- **EXTRACTED TEXT**:
*** Begin section ***
In a penny arcade, a drug dealer is stabbed to death by a man who claims the territory for himself, and Eddie witnesses the murderer flee. Mob boss Dan Beaumonte gives orders to Kelvaney to buy his brother's silence. Eddie refuses, and Kelvaney is unable to persuade Eddie's sweetheart, nightclub singer Karen Stephenson, to change his mind.

The ruthless Beaumonte brutally mistreats his moll Nancy Corlane, who then tries to help Kelvaney do what he has to do. Kelvaney exposes the fact that Karen was once a mobster's girlfriend in Miami. He gets her to admit that she's not in love with Eddie and is willing to let him go if it will save his life.

An out-of-town hitman named Langley is brought in to kill both brothers, but succeeds only in killing Eddie. His conscience aroused, Kelvaney goes after the mob leaders himself. He admits his corruption to superiors, but asks for a chance to bring them evidence that will convict those responsible for his brother's murder. In order to bring down Beaumont's entire syndicate, Kelvaney his prepared to tell what he knows about all of their illegal activities, even though this will implicate himself. Kelvaney succeeds in apprehending Langley, although he is shot in the process. He asks for forgiveness for his crooked ways on the way to the hospital

==Cast==
- Robert Taylor as Det. Sgt. Christopher Kelvaney
- Janet Leigh as Karen Stephenson
- George Raft as Dan Beaumonte
- Steve Forrest as Eddie Kelvaney
- Anne Francis as Nancy Corlane
- Robert Ellenstein as Det. Sidney Y. Myers
- Robert F. Simon as Ackerman
- Anthony Ross as Father Ahearn
- Alan Hale, Jr. as Johnny Stark
- Peter Brocco as George 'Wrinkles' Fallon
- Vince Edwards as Joey Langley
- Olive Carey as Selma
- Roy Barcroft as Lt. Vince D. Bardeman
- Dale Van Sickel as Manny
- Ray Teal as Patrolman Mullins
- Nesdon Booth as Detective Garrett
- Robert Burton as Inspector Adrian Cassidy

==Production==
The film was based on a 1954 novel by William McGiven, who had written the novel on which The Big Heat was based. The New York Times called it "a classic study in guilt, retribution and atonement - without for an instant forgetting to tell an exciting story of swift action."
*** End section ***
- **BRIEF 1**:
Answer these questions from the film synopsis:
(a) In what city was Karen Stephenson once a mobster's girlfriend?
(b) Which actor plays Nancy Corlane?
(c) In what year was the novel behind the film published?
- **BRIEF 2**:
Retype the part of the film synopsis between "In a penny arcade, a" and "change his mind.", inclusive.

Stored items from a collection
*** Begin section ***
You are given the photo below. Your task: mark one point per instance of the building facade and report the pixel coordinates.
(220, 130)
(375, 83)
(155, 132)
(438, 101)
*** End section ***
- **YOUR RESPONSE 1**:
(a) Miami
(b) Anne Francis
(c) 1954

- **YOUR RESPONSE 2**:
In a penny arcade, a drug dealer is stabbed to death by a man who claims the territory for himself, and Eddie witnesses the murderer flee. Mob boss Dan Beaumonte gives orders to Kelvaney to buy his brother's silence. Eddie refuses, and Kelvaney is unable to persuade Eddie's sweetheart, nightclub singer Karen Stephenson, to change his mind.